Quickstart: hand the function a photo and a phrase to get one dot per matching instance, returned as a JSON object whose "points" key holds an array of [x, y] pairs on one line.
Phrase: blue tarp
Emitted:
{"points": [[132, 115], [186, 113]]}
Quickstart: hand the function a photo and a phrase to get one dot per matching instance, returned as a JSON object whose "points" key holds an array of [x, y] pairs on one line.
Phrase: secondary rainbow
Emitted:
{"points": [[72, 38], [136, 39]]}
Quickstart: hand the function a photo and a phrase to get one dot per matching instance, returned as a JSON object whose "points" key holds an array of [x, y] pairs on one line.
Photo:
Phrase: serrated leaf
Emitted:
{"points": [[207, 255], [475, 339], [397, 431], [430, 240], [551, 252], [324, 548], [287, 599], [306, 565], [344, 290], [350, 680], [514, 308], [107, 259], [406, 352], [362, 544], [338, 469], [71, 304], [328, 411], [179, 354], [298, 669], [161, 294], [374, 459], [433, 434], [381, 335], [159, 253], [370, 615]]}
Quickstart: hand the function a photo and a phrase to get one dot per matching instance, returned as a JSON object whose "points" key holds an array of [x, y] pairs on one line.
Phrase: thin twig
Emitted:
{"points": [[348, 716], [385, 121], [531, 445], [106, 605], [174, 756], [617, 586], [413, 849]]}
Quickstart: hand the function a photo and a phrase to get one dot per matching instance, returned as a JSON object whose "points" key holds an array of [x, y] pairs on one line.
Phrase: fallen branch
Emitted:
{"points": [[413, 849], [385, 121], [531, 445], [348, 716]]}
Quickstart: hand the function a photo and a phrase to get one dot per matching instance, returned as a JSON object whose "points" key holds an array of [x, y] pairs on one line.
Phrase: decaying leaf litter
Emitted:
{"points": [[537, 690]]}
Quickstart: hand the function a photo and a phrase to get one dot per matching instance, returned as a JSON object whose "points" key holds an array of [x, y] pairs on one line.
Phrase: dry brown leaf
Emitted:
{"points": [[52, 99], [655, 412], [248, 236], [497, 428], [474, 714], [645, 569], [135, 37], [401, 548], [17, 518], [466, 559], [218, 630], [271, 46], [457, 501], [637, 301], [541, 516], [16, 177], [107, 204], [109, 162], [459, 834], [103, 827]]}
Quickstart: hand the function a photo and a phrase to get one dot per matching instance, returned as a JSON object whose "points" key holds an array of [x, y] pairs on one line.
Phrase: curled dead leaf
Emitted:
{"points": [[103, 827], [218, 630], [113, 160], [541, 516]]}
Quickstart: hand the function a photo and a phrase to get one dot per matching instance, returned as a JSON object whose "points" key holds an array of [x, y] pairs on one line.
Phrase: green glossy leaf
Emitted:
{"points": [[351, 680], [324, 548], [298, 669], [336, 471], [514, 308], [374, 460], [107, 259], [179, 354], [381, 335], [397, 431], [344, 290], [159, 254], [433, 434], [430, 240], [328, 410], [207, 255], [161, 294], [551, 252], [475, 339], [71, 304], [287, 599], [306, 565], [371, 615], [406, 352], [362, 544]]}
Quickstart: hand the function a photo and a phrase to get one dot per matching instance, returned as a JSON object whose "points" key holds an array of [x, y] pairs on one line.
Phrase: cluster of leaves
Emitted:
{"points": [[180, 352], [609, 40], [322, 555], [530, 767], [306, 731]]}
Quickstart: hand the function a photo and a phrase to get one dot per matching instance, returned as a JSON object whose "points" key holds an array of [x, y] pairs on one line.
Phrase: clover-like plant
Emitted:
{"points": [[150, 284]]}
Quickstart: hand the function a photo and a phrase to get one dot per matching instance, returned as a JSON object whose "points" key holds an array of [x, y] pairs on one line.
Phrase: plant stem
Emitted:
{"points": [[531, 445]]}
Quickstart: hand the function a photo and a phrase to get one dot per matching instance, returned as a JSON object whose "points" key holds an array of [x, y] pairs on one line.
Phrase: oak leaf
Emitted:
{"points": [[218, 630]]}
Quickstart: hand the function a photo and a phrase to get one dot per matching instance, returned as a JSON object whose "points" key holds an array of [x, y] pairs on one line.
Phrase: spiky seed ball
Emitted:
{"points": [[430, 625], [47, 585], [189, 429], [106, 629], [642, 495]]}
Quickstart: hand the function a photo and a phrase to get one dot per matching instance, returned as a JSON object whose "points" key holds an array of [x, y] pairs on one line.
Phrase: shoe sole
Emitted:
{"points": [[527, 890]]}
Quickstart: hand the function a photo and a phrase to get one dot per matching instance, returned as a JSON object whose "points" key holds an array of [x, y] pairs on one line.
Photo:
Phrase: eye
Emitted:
☆ ☆ ☆
• **The task**:
Transcribe all of the material exactly. Omit nothing.

• **Completed exercise**:
Quickstart: hand the function a photo and a phrase to get one dot per matching instance, returned as a JSON object whose "points" key holds an array of [x, y] pairs on one line.
Phrase: blue tarp
Emitted:
{"points": [[132, 115], [186, 113]]}
Quickstart: hand the function a photo and a phrase to get one dot per matching instance, returned as a JSON object whose "points" key holds an array of [x, y] pairs on one line.
Phrase: secondary rainbow
Emitted:
{"points": [[72, 38], [136, 39]]}
Quickstart: hand the function a photo and a phrase to get one dot per matching instance, returned as a JSON object whose "points" key holds an array of [x, y] pairs on one line.
Photo:
Phrase: serrated leaf
Emitted:
{"points": [[207, 255], [475, 339], [397, 431], [430, 240], [551, 252], [324, 548], [287, 599], [306, 565], [344, 290], [350, 680], [514, 308], [107, 259], [406, 352], [362, 544], [338, 469], [71, 304], [328, 411], [179, 354], [298, 669], [161, 294], [374, 459], [433, 434], [381, 335], [159, 253], [370, 615]]}
Quickstart: hand the function a photo and a phrase to get one dot per matching instance, returned as a JSON object whose "points" key holds an array of [x, y] pairs on one line.
Phrase: thin twig
Emitted:
{"points": [[348, 716], [385, 121], [531, 445], [106, 605], [174, 756], [617, 586], [413, 849]]}
Quickstart: hand the function a photo and a phrase to get one dot per matching instance, returned as a JSON object whose "points" key holds an array of [x, y] pairs on one line.
Phrase: fallen branch
Emitted:
{"points": [[413, 849], [385, 121], [531, 445], [348, 716]]}
Quickstart: hand the function a photo and a phrase to get one dot per matching instance, returned as a JSON object whose "points" key holds an array of [x, y] pairs on one line.
Phrase: decaying leaf litter
Emitted:
{"points": [[537, 690]]}
Quickstart: hand the function a photo and a phrase to get one dot per matching instance, returned as a JSON object whose "points" key holds an array of [x, y] pairs on one line.
Phrase: dry brown leaf
Emitted:
{"points": [[52, 99], [655, 412], [248, 236], [497, 428], [474, 714], [645, 569], [135, 37], [401, 548], [17, 518], [466, 559], [218, 630], [271, 46], [457, 501], [637, 301], [541, 516], [16, 177], [107, 204], [109, 162], [459, 834], [103, 827]]}
Quickstart: hand the function a photo and a phrase to get one dot per matching instance, returned as a JSON object whose "points" key holds an array of [x, y] pairs on one line.
Phrase: curled dead leaf
Emitted:
{"points": [[103, 827], [218, 630], [113, 160], [541, 516]]}
Quickstart: hand the function a photo and a phrase to get one dot per matching instance, returned as a JSON object whose "points" key holds an array of [x, y] pairs on one line.
Phrase: green glossy leaf
Emitted:
{"points": [[351, 680], [324, 548], [298, 669], [336, 471], [514, 308], [374, 460], [107, 259], [179, 354], [381, 335], [397, 431], [344, 290], [159, 254], [433, 434], [430, 240], [328, 410], [207, 255], [161, 294], [551, 252], [475, 339], [71, 304], [287, 599], [306, 565], [371, 615], [406, 352], [362, 544]]}
Quickstart: hand the function a photo and a phrase to get one dot per matching instance, returned as a JSON object whose "points" key holds an array of [x, y] pairs on one line.
Phrase: cluster of leaves
Emitted:
{"points": [[180, 352], [609, 40], [322, 555], [530, 767], [306, 731]]}
Quickstart: hand the function a photo and a phrase to get one dot per matching instance, returned as a JSON object whose "points" key holds an array of [x, y] pairs on one line.
Phrase: clover-like plant
Emitted:
{"points": [[150, 284]]}
Quickstart: hand the function a photo and a phrase to get one dot per matching instance, returned as a JSON object whose "points" key holds an array of [x, y] pairs on one line.
Phrase: plant stem
Emitted:
{"points": [[531, 445]]}
Quickstart: hand the function a photo and a phrase to get one dot per matching instance, returned as a JSON object whose "points" key holds an array of [x, y] pairs on one line.
Phrase: oak leaf
Emitted:
{"points": [[218, 630]]}
Quickstart: hand the function a photo and a phrase to get one dot per matching instance, returned as a JSON object whose "points" key holds an array of [x, y] pairs on one line.
Phrase: spiky seed ball
Emitted:
{"points": [[430, 625], [47, 585], [189, 429], [106, 629], [642, 495]]}
Quickstart: hand the function a photo and a phrase to get one dot per matching instance, returned as a JSON object whose "points" key holds an array of [x, y] pairs on one line.
Phrase: shoe sole
Emitted:
{"points": [[527, 890]]}
Quickstart: hand the function a photo and a phrase to get one dot per matching instance, returned as a JSON object whose "points" key holds an array of [x, y] pairs on one line.
Photo:
Phrase: eye
Emitted:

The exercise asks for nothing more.